*** Source document Section Begins ***

The Paris conference, hosted by the Government of France and UNICEF, brought together both countries affected by the use of child soldiers as well as donor nations to tackle the recruitment of children and to harness the political will to confront it.
“What this conference has shown is that there is a great deal of political commitment to ending the unlawful recruitment of children,” said Rima Salah, UNICEF Deputy Executive Director. “What needs to be done now is to harness this commitment and turn it into concrete action on the ground that protects children from recruitment and supports those already recruited to overcome their experiences and reenter their communities.”
Among the commitments endorsed during the conference was for governments to spare no effort to end the unlawful recruitment and use of children by armed forces or groups in all regions of the world, and to ensure that conscription and enlistment procedures for recruitment into armed forces comply with applicable international law.
However, political and legal efforts are not enough on their own to end recruitment. They also need to be accompanied by effective social programmes that tackle the root causes of recruitment.
To address this, the Paris Principles were also unveiled at the conference. The Principles are a detailed set of guidelines for protecting children from recruitment and for providing effective assistance to those already involved with armed groups or forces.

*** Source document Section Ends ***

■ Your tasks
a. In the text on the Paris conference, write out everything from "To address this, the" down to "groups or forces.".
b. Answer these questions from the text on the Paris conference:
(i) Who hosted the conference?
(ii) What position does Rima Salah hold?
(iii) What set of guidelines was unveiled at the conference?

*** Information supplied Section Begins ***

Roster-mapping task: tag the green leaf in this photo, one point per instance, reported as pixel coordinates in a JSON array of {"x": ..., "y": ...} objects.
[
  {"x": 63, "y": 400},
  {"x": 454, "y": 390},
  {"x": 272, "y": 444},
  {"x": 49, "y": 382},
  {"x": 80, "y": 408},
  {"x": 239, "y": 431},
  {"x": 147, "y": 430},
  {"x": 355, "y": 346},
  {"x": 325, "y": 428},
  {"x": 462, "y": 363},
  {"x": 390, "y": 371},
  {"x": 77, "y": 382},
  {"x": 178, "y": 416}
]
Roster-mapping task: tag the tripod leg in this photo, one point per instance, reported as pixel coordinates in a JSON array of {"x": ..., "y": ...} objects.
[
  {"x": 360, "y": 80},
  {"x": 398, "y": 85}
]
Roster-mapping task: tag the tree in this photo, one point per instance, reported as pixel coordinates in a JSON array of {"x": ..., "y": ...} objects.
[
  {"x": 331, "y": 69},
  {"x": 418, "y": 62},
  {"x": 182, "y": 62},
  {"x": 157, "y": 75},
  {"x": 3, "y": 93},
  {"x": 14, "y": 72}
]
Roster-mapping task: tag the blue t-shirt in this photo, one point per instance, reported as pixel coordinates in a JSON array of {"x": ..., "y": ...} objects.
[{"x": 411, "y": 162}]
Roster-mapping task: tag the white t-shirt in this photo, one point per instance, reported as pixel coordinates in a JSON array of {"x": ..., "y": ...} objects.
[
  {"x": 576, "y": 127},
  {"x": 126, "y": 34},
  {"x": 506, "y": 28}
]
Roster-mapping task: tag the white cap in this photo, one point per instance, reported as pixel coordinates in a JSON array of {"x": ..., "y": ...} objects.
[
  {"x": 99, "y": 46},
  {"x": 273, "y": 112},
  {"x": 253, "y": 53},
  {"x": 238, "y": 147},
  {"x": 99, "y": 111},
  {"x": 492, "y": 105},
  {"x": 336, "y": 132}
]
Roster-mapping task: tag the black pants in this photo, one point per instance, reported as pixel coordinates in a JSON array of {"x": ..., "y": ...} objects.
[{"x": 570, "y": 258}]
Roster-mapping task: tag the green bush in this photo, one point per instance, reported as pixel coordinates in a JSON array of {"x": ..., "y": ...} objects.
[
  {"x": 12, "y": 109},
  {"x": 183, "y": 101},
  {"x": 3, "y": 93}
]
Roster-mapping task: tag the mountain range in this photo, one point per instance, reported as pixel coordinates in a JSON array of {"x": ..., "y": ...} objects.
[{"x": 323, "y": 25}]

*** Information supplied Section Ends ***

■ Exercise results
a.
To address this, the Paris Principles were also unveiled at the conference. The Principles are a detailed set of guidelines for protecting children from recruitment and for providing effective assistance to those already involved with armed groups or forces.

b.
(i) The Government of France and UNICEF.
(ii) UNICEF Deputy Executive Director.
(iii) The Paris Principles.